Instruction => Rewrite each of the rows below with "Give one point per instance" replaced by "Return one point for each instance" wherever it occurs, and leave everything else unchanged.

Given data =>
## Start
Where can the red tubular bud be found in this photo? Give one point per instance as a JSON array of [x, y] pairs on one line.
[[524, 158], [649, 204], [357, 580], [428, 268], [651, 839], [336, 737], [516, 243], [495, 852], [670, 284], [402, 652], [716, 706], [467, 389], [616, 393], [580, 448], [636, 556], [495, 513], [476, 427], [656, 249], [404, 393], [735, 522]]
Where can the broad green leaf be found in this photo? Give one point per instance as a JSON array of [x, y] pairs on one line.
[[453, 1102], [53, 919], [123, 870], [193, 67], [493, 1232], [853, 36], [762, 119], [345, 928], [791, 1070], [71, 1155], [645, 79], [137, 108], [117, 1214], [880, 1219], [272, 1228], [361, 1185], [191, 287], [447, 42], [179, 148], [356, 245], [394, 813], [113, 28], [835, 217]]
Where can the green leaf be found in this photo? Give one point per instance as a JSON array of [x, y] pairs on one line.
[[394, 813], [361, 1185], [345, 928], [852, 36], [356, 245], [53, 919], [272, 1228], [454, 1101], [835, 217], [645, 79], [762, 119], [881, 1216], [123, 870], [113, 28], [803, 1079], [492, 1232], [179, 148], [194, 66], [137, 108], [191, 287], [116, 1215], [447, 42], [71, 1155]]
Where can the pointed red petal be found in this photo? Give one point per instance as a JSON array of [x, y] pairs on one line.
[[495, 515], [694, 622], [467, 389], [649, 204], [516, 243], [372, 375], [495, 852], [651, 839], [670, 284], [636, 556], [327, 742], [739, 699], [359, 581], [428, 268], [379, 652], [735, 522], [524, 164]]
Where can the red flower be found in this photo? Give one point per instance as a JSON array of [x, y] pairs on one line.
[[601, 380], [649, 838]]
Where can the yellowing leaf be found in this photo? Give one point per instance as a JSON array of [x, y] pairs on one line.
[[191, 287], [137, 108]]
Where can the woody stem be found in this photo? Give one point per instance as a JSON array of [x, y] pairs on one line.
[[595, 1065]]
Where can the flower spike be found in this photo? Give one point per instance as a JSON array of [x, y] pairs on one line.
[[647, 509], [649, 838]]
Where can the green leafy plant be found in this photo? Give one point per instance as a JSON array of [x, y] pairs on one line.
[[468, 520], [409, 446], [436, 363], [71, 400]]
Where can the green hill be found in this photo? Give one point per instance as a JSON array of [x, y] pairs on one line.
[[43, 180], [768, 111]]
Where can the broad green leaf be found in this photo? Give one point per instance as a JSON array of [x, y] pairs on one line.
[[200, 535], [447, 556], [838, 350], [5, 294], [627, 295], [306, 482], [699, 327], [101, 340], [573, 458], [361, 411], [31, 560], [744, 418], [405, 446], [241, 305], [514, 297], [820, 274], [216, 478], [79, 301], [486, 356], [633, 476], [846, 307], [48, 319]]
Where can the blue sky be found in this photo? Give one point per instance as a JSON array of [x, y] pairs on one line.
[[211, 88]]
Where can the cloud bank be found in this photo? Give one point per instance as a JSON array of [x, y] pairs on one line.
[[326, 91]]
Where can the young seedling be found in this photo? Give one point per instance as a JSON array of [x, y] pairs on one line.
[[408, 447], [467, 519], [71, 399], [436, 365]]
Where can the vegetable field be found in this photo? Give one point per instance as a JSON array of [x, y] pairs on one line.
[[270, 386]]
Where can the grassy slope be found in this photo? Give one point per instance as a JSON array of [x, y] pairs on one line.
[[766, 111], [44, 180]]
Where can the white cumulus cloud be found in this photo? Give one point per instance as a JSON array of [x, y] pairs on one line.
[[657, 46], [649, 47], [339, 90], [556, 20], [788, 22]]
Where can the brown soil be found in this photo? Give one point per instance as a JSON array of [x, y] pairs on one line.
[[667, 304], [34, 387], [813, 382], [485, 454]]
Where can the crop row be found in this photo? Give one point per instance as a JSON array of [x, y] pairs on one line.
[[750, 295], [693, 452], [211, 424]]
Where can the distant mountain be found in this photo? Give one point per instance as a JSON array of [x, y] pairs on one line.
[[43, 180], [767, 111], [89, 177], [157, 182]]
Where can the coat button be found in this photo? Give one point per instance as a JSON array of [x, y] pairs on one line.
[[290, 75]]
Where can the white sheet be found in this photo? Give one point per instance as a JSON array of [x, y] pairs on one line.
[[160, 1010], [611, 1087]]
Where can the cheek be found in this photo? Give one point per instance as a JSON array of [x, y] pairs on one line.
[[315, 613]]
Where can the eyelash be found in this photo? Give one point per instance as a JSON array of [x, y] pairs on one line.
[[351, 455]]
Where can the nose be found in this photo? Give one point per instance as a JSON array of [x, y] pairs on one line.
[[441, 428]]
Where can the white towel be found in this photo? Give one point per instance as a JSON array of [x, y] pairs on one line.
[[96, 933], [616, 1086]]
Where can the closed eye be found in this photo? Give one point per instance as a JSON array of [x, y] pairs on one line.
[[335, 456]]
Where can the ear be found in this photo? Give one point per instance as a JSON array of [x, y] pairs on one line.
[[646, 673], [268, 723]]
## End
Reply =>
Where can the red tubular bud be found in this photo? Return one point for each instance as a JSON array of [x, y] pairs on one line.
[[524, 158], [649, 204], [357, 580], [428, 268], [651, 839], [336, 737], [516, 243], [495, 852], [670, 284], [402, 652], [716, 706], [467, 389], [616, 393], [580, 448], [636, 556], [495, 513], [476, 427], [656, 249], [404, 393], [735, 522]]
Where can the broad green leaf be found in this photo? Return one point for each instance as a JSON array of [x, y] pairs on one line.
[[453, 1102], [53, 919], [123, 870], [193, 67], [493, 1232], [853, 36], [762, 119], [345, 928], [791, 1070], [71, 1155], [645, 79], [137, 108], [117, 1214], [880, 1219], [272, 1228], [361, 1185], [191, 287], [447, 42], [179, 148], [356, 245], [394, 813], [113, 28], [835, 217]]
Where can the green leaf be found in this photo? Return one point for each instance as a JSON array of [x, y] pairs on one line.
[[394, 813], [361, 1185], [345, 928], [852, 36], [356, 245], [53, 919], [272, 1228], [454, 1101], [835, 217], [645, 79], [762, 119], [881, 1216], [123, 870], [113, 28], [803, 1079], [492, 1232], [179, 148], [194, 66], [137, 108], [191, 287], [116, 1215], [447, 42], [71, 1155]]
Where can the pointed red petal be found in this photo? Return one point for each instance as a JSON array of [x, y] pairs on one line.
[[495, 515], [694, 622], [467, 389], [649, 204], [516, 243], [372, 375], [495, 852], [651, 839], [670, 284], [636, 556], [327, 742], [739, 699], [359, 581], [428, 268], [379, 652], [735, 522], [524, 164]]
Where can the red flower be found in this photo? Return one point for each instance as a JSON array of [x, y] pairs on one line.
[[601, 380], [649, 838]]
Where can the yellowing leaf be found in this photo? Return one point for each instance as a JSON array of [x, y] pairs on one line.
[[191, 287], [137, 108]]
Where can the woody stem be found in this photo? Return one point for each instance as a JSON array of [x, y] pairs on one line.
[[595, 1065]]
Where can the flower spike be found in this photo? Return one point for each instance as a JSON array of [x, y] pairs on one line.
[[647, 509], [649, 838]]
Where can the green leafy plant be found in this photo? Return one point for each instance as a JSON array of [x, y] pairs on one line.
[[468, 520], [409, 446], [436, 363], [71, 400]]
Where can the green hill be found in this photo? Return one point for each instance as a JSON array of [x, y] pairs on one line.
[[43, 180], [768, 111]]
Where can the broad green leaf be found in this photo? Return one point for each instance as a JSON array of [x, y] pairs on one line.
[[200, 535], [447, 556], [838, 350], [5, 294], [627, 295], [306, 482], [699, 327], [101, 340], [573, 458], [361, 411], [31, 560], [744, 418], [405, 446], [241, 305], [514, 297], [820, 274], [216, 478], [79, 301], [486, 356], [633, 476], [846, 307], [48, 319]]
Where can the blue sky be found in this photo? Return one point for each instance as a JSON array of [x, y] pairs on one line.
[[211, 88]]
Where can the cloud bank be found in this photo? Return one point for each instance as a JSON array of [x, y] pairs on one line.
[[326, 91]]
Where can the young seedling be found in this photo? Return one point for each instance as a JSON array of [x, y] pairs on one line.
[[408, 447], [467, 519], [71, 399], [436, 365]]
Where can the vegetable field be found in this photo? Return one point for each instance as a JSON array of [x, y] pairs on one line.
[[270, 386]]
Where can the grassy slope be found in this photo? Return one point for each instance as a JSON array of [x, y] pairs on one line.
[[766, 111], [44, 180]]
Where can the white cumulus cloud be found in this photo? Return one point for each instance as a JSON array of [x, y] pairs on one line.
[[657, 46], [649, 47], [339, 90], [556, 20], [788, 22]]
Where can the brown soil be found in this photo? Return one point for each instance as a JSON array of [x, y] pairs on one line.
[[667, 304], [34, 387], [813, 382], [485, 454]]
Where can the crop row be found in this photo? Return one point for each instance as a JSON array of [x, y] pairs on one line.
[[750, 295], [693, 452], [211, 424]]
Where can the distant mountain be found in this photo? Return one point for each instance as a JSON array of [x, y] pairs on one line.
[[43, 180], [767, 111], [89, 177], [157, 182]]
Where can the coat button be found in this photo? Return one point for each instance as a JSON array of [x, y] pairs on one line.
[[290, 75]]
Where can the white sheet be found in this photo? Return one point for each instance as a JSON array of [x, y] pairs on one line.
[[160, 1010], [611, 1087]]
Where can the cheek be found in this photo? Return one point for each instance as a JSON array of [x, y] pairs on one line.
[[315, 613]]
Where can the eyelash be found in this photo? Return one point for each instance as a JSON array of [x, y] pairs on one line.
[[351, 455]]
Where can the nose be found in this photo? Return one point for each instance as a JSON array of [x, y] pairs on one line.
[[441, 428]]
Where can the white towel be found in this photo? Return one point for each instance as a JSON array of [x, y] pairs on one line.
[[96, 933], [616, 1086]]
Where can the closed eye be found in this photo? Return one point for each instance as a JSON array of [x, y] pairs on one line.
[[335, 456]]
Where can the ear be found in this photo? Return one point for each instance as a JSON array of [x, y] pairs on one line.
[[646, 673], [268, 723]]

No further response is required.